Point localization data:
______________________________
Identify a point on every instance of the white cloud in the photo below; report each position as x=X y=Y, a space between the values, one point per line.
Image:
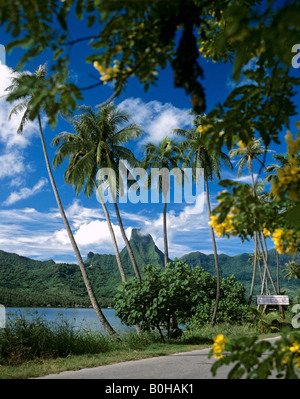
x=25 y=192
x=8 y=127
x=156 y=118
x=11 y=164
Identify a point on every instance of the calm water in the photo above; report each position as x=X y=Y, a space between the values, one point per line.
x=82 y=319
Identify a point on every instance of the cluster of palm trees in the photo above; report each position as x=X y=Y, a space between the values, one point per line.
x=99 y=141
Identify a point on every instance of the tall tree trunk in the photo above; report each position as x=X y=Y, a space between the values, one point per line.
x=214 y=316
x=105 y=324
x=127 y=243
x=256 y=257
x=277 y=271
x=112 y=234
x=165 y=233
x=266 y=263
x=254 y=269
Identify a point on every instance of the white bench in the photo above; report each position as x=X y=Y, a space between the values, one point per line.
x=273 y=300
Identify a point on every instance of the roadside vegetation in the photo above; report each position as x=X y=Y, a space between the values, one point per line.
x=33 y=347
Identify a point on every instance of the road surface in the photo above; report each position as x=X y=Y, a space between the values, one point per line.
x=186 y=365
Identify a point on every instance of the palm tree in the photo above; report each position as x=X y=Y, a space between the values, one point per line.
x=248 y=154
x=163 y=157
x=25 y=104
x=96 y=144
x=197 y=157
x=271 y=170
x=292 y=270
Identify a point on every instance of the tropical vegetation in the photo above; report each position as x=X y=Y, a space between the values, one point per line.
x=138 y=39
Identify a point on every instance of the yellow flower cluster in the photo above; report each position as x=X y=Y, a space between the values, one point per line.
x=294 y=348
x=219 y=346
x=203 y=128
x=286 y=241
x=288 y=181
x=266 y=232
x=226 y=227
x=241 y=144
x=107 y=73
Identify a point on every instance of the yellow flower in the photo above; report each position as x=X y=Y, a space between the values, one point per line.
x=266 y=232
x=220 y=339
x=241 y=144
x=295 y=347
x=219 y=346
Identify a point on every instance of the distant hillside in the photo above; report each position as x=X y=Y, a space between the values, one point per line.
x=28 y=282
x=240 y=267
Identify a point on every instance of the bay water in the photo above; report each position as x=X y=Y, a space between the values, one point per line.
x=79 y=318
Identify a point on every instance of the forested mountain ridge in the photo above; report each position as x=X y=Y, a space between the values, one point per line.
x=28 y=282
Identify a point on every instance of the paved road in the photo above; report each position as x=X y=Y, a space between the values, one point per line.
x=186 y=365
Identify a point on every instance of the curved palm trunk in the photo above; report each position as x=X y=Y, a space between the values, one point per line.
x=214 y=316
x=127 y=243
x=265 y=259
x=255 y=237
x=113 y=236
x=254 y=270
x=165 y=233
x=107 y=327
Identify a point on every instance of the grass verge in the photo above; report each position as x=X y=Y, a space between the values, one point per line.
x=30 y=349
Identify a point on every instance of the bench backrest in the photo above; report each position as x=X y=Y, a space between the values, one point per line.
x=272 y=299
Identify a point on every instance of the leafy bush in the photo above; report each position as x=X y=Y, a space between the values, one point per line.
x=232 y=306
x=179 y=293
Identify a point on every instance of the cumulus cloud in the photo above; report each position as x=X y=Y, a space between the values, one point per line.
x=156 y=118
x=25 y=192
x=8 y=127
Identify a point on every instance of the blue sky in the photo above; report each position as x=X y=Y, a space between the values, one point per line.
x=30 y=223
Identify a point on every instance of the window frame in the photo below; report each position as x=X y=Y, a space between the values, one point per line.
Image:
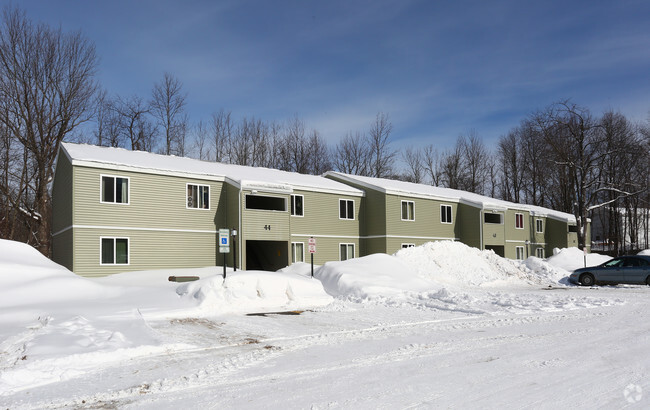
x=101 y=189
x=187 y=185
x=348 y=246
x=517 y=250
x=519 y=217
x=412 y=209
x=284 y=198
x=293 y=252
x=499 y=214
x=292 y=206
x=443 y=211
x=114 y=238
x=346 y=209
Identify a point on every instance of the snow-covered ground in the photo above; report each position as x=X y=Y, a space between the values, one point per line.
x=436 y=326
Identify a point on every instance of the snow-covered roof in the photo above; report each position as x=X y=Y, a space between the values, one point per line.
x=263 y=179
x=396 y=187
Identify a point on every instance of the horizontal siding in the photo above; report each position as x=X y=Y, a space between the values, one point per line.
x=494 y=234
x=327 y=249
x=427 y=222
x=147 y=250
x=156 y=201
x=62 y=194
x=469 y=221
x=62 y=249
x=321 y=216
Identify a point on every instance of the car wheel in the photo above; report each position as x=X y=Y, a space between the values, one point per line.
x=587 y=279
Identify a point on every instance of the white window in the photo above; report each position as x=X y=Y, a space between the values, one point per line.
x=297 y=252
x=346 y=251
x=198 y=196
x=408 y=211
x=520 y=252
x=519 y=221
x=114 y=190
x=266 y=203
x=346 y=209
x=296 y=205
x=114 y=251
x=445 y=214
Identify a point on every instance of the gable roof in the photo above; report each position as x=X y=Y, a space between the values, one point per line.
x=262 y=179
x=395 y=187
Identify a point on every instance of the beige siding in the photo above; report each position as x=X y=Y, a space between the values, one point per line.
x=493 y=234
x=62 y=249
x=321 y=220
x=469 y=221
x=155 y=201
x=147 y=250
x=62 y=194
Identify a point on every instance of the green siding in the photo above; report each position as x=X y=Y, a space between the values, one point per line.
x=62 y=249
x=494 y=234
x=147 y=250
x=155 y=201
x=321 y=220
x=469 y=221
x=62 y=194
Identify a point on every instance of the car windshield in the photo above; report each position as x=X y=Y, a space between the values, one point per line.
x=613 y=263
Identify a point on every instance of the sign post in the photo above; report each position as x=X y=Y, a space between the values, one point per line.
x=224 y=246
x=312 y=250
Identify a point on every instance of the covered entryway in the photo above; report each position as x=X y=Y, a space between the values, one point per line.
x=267 y=255
x=498 y=249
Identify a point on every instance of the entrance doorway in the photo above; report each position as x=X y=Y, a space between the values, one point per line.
x=498 y=249
x=266 y=255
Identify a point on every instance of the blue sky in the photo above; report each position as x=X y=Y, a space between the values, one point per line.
x=438 y=68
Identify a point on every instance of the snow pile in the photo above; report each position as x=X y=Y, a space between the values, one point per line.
x=458 y=265
x=371 y=276
x=27 y=278
x=245 y=291
x=571 y=259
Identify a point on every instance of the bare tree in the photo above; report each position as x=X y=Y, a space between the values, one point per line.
x=222 y=129
x=46 y=89
x=431 y=163
x=351 y=155
x=135 y=124
x=381 y=156
x=167 y=106
x=201 y=147
x=414 y=162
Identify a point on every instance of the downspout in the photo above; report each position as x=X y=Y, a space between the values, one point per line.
x=480 y=226
x=240 y=228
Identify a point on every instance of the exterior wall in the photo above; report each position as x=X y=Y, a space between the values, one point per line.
x=493 y=234
x=321 y=221
x=62 y=249
x=538 y=239
x=515 y=237
x=425 y=227
x=62 y=194
x=147 y=250
x=162 y=231
x=470 y=220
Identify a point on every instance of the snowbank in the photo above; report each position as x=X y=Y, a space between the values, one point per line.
x=459 y=265
x=247 y=291
x=570 y=259
x=370 y=276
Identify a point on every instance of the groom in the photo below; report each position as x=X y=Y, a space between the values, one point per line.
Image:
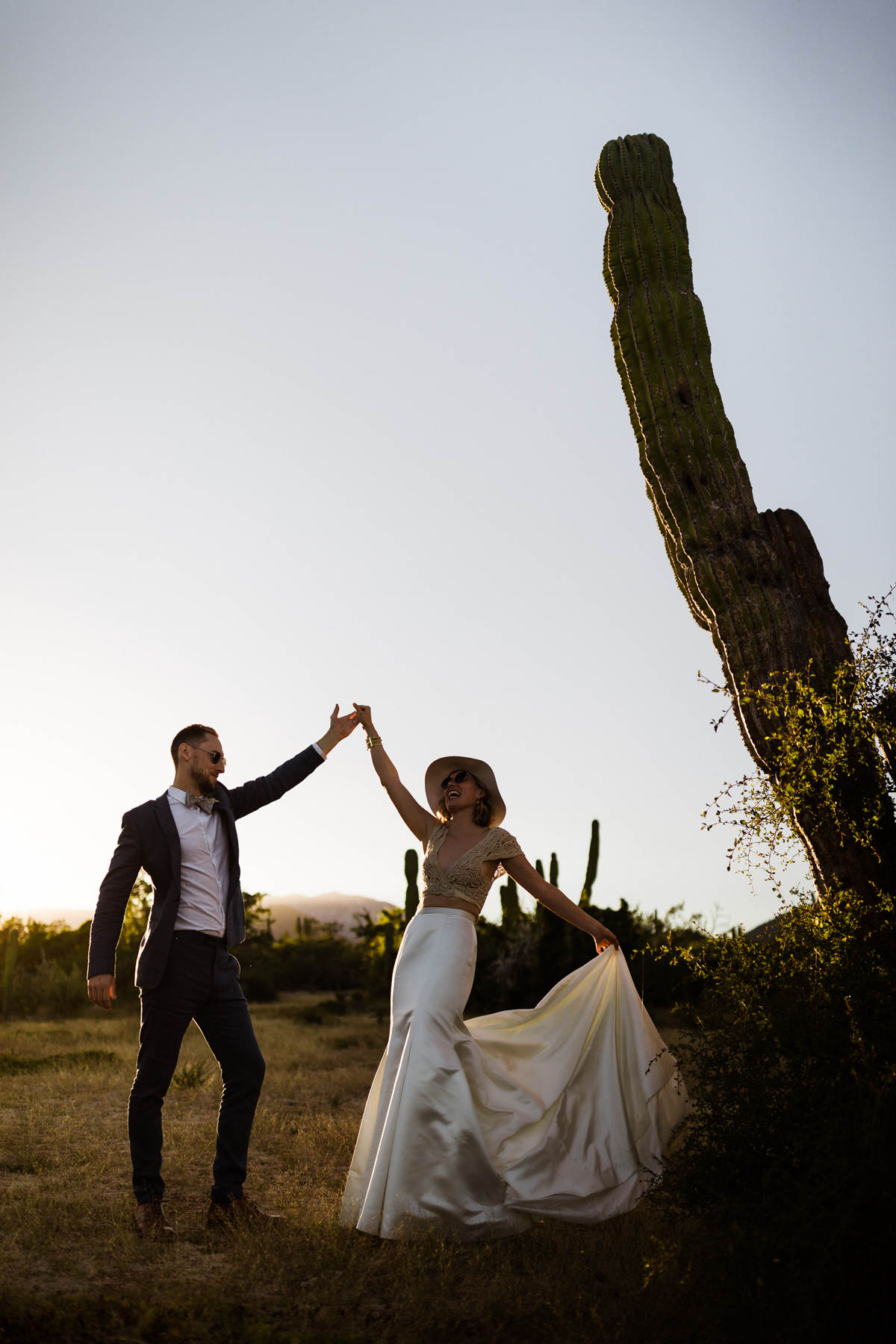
x=186 y=840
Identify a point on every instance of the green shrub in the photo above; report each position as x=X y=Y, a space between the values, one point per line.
x=785 y=1175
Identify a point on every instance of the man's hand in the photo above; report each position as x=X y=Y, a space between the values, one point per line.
x=337 y=730
x=102 y=991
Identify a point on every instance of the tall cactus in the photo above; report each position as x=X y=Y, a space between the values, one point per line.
x=411 y=892
x=591 y=870
x=753 y=579
x=10 y=967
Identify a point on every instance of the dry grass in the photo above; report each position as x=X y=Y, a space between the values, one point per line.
x=73 y=1269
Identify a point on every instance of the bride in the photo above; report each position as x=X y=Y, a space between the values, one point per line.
x=474 y=1128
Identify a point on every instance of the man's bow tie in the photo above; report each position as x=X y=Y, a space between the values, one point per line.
x=199 y=800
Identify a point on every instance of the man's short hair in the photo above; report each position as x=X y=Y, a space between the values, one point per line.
x=193 y=734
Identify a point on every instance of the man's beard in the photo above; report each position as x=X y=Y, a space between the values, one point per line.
x=203 y=786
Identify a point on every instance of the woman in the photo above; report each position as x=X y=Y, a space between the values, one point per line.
x=474 y=1128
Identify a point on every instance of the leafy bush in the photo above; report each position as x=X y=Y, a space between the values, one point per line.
x=785 y=1175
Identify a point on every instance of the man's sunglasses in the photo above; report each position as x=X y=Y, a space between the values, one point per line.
x=215 y=756
x=458 y=777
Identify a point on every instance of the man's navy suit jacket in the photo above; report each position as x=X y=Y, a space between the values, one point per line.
x=149 y=840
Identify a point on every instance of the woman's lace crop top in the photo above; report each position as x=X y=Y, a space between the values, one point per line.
x=464 y=880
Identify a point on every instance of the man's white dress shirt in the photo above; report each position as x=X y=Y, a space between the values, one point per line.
x=205 y=865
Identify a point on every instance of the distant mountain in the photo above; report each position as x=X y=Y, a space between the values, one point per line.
x=73 y=918
x=332 y=907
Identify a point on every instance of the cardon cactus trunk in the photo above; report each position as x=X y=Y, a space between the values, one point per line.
x=753 y=579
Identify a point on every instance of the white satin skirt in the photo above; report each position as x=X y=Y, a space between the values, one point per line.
x=474 y=1128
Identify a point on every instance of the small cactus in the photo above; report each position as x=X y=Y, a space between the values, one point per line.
x=411 y=894
x=591 y=870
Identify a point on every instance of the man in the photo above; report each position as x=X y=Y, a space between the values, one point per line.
x=186 y=840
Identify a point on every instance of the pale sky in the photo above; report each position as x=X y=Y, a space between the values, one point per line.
x=309 y=396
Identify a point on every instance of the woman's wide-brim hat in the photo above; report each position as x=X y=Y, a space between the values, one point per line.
x=482 y=772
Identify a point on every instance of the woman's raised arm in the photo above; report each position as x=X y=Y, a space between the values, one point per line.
x=526 y=877
x=415 y=818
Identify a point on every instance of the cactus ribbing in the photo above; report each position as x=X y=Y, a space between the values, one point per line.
x=754 y=579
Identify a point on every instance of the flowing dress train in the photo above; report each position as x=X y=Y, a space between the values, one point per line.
x=474 y=1128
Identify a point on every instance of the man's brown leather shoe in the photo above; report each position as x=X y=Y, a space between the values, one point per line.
x=151 y=1222
x=240 y=1213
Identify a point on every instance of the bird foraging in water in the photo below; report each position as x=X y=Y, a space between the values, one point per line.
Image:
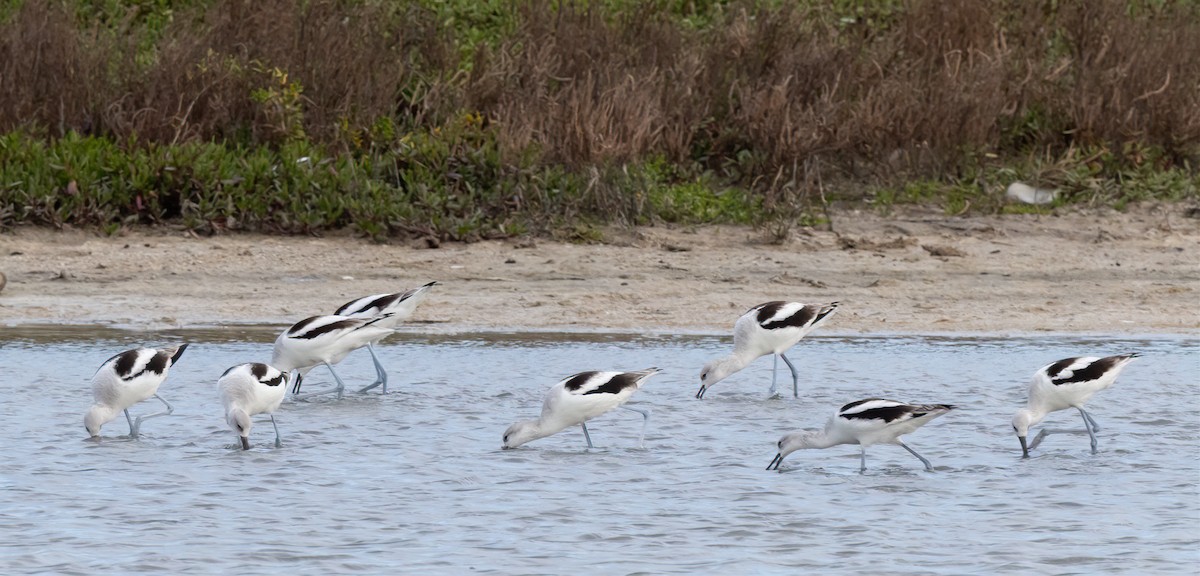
x=126 y=379
x=400 y=307
x=250 y=389
x=577 y=400
x=323 y=340
x=864 y=423
x=769 y=328
x=1068 y=383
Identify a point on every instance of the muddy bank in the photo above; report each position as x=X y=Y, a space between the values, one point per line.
x=1089 y=271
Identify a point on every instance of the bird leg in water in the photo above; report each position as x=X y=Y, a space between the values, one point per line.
x=928 y=466
x=1045 y=432
x=137 y=424
x=1096 y=427
x=586 y=435
x=277 y=443
x=381 y=375
x=337 y=389
x=646 y=419
x=774 y=366
x=1091 y=433
x=796 y=377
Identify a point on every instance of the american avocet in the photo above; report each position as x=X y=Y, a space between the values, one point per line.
x=126 y=379
x=323 y=340
x=577 y=400
x=864 y=423
x=400 y=305
x=769 y=328
x=250 y=389
x=1066 y=384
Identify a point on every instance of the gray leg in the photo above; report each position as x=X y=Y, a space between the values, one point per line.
x=1091 y=433
x=277 y=443
x=646 y=419
x=1037 y=439
x=796 y=377
x=137 y=423
x=336 y=389
x=586 y=435
x=381 y=375
x=928 y=466
x=1096 y=427
x=774 y=365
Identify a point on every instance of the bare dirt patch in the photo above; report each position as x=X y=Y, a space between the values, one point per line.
x=1095 y=271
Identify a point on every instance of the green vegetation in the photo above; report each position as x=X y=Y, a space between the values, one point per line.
x=465 y=120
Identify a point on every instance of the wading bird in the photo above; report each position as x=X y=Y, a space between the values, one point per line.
x=864 y=423
x=399 y=305
x=323 y=340
x=577 y=400
x=1067 y=383
x=126 y=379
x=250 y=389
x=769 y=328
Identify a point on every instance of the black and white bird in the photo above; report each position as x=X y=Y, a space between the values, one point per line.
x=126 y=379
x=769 y=328
x=1068 y=383
x=864 y=423
x=399 y=305
x=323 y=340
x=577 y=400
x=250 y=389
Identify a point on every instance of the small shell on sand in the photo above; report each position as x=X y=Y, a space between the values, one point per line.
x=1029 y=195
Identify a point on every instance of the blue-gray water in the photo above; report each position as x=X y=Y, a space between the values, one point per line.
x=414 y=481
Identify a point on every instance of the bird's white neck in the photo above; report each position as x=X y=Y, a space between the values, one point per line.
x=97 y=415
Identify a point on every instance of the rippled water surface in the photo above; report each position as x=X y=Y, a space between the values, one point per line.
x=414 y=481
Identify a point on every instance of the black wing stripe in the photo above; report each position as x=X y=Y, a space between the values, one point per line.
x=577 y=381
x=801 y=318
x=328 y=328
x=1091 y=372
x=887 y=413
x=617 y=384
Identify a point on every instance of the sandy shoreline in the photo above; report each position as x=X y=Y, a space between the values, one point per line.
x=1089 y=271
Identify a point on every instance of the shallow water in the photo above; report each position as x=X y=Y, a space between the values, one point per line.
x=414 y=481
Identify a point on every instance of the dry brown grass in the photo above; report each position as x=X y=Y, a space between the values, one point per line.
x=765 y=97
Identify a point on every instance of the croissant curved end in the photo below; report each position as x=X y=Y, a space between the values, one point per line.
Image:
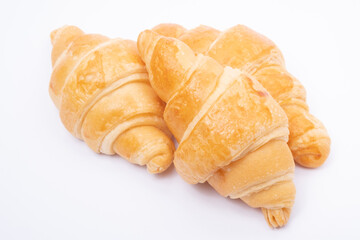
x=159 y=163
x=276 y=217
x=319 y=151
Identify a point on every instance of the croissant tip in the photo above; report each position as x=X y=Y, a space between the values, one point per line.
x=276 y=218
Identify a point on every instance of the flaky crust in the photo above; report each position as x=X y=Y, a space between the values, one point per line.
x=101 y=88
x=231 y=132
x=243 y=48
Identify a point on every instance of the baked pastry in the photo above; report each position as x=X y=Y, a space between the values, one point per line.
x=231 y=132
x=101 y=88
x=243 y=48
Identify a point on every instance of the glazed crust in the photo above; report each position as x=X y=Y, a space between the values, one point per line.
x=242 y=48
x=101 y=88
x=231 y=132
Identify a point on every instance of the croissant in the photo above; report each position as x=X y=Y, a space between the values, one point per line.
x=231 y=132
x=102 y=90
x=243 y=48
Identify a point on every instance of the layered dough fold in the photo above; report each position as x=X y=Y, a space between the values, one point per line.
x=231 y=132
x=242 y=48
x=101 y=88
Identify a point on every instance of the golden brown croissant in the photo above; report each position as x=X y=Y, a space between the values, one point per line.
x=243 y=48
x=101 y=88
x=231 y=132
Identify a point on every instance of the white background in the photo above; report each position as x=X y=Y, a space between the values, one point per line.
x=52 y=186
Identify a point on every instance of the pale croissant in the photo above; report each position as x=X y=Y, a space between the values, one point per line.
x=231 y=132
x=101 y=88
x=243 y=48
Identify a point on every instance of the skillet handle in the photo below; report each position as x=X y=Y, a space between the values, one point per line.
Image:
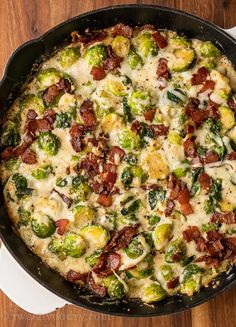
x=23 y=290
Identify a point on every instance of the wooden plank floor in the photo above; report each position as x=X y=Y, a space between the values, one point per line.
x=21 y=20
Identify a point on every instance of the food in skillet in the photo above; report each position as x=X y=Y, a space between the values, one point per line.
x=118 y=162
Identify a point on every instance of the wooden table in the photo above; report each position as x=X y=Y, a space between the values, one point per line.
x=21 y=20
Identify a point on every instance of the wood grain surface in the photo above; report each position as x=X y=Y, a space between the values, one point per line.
x=21 y=20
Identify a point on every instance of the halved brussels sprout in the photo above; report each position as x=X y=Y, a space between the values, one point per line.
x=43 y=229
x=32 y=101
x=209 y=50
x=185 y=59
x=146 y=45
x=115 y=288
x=161 y=235
x=139 y=101
x=48 y=143
x=95 y=235
x=48 y=77
x=83 y=215
x=153 y=293
x=96 y=54
x=69 y=56
x=129 y=140
x=121 y=45
x=42 y=172
x=176 y=251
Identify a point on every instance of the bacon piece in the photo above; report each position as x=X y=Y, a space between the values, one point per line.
x=61 y=225
x=200 y=77
x=68 y=201
x=159 y=40
x=124 y=30
x=205 y=181
x=122 y=238
x=98 y=289
x=116 y=154
x=98 y=73
x=106 y=264
x=87 y=113
x=211 y=157
x=189 y=147
x=169 y=207
x=227 y=217
x=173 y=283
x=231 y=155
x=29 y=157
x=105 y=200
x=73 y=276
x=208 y=85
x=149 y=115
x=162 y=69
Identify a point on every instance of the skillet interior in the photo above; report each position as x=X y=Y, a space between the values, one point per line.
x=27 y=55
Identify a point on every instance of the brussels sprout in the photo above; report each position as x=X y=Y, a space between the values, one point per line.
x=167 y=272
x=10 y=135
x=121 y=45
x=69 y=56
x=44 y=229
x=161 y=235
x=129 y=140
x=135 y=249
x=43 y=172
x=95 y=235
x=146 y=45
x=176 y=251
x=93 y=257
x=115 y=288
x=96 y=54
x=48 y=77
x=139 y=101
x=32 y=101
x=174 y=138
x=134 y=60
x=21 y=186
x=24 y=217
x=80 y=187
x=185 y=59
x=48 y=143
x=209 y=50
x=227 y=117
x=63 y=120
x=153 y=293
x=83 y=215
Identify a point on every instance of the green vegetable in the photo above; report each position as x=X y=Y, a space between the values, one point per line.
x=176 y=251
x=48 y=77
x=43 y=172
x=161 y=235
x=185 y=59
x=209 y=50
x=93 y=258
x=139 y=101
x=153 y=293
x=45 y=229
x=146 y=45
x=10 y=135
x=155 y=196
x=48 y=143
x=69 y=56
x=121 y=46
x=96 y=54
x=115 y=288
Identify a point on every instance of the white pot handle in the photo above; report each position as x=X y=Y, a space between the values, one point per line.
x=23 y=290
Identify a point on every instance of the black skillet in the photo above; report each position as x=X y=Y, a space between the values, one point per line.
x=20 y=65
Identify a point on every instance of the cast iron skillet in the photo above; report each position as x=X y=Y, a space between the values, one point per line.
x=20 y=65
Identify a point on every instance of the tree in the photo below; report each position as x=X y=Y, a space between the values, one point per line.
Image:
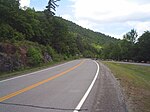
______________________________
WHAT IS EXPECTED — Go through the entries and copy each line holding the string "below".

REPLY —
Identify a point on every instance of the white cloud in the photo below; report each position as x=X y=Y, a space between the values, one point per line.
Identify a point on every instance of the window frame in the photo below; report each position as x=X y=Y, a space between the values, one point per line.
Identify a point on every instance of the groom in the photo below; report each position as x=X y=Y, a space between the values, one point per line.
Identify a point on every instance of the bird foraging in water in the photo below; report each position as x=X y=Y, a space between the values, one point per line.
Identify a point on every instance of the croissant curved end in the photo below; report each position as x=X y=Y, a space between the values, one point per line.
Identify a point on every instance of the skillet handle in the photo below; report each position as x=X y=Y, a space between the values, one point per line.
Identify a point on every instance of the tree in the photo below; report each position as x=X y=Y, a space between the values, one point per line.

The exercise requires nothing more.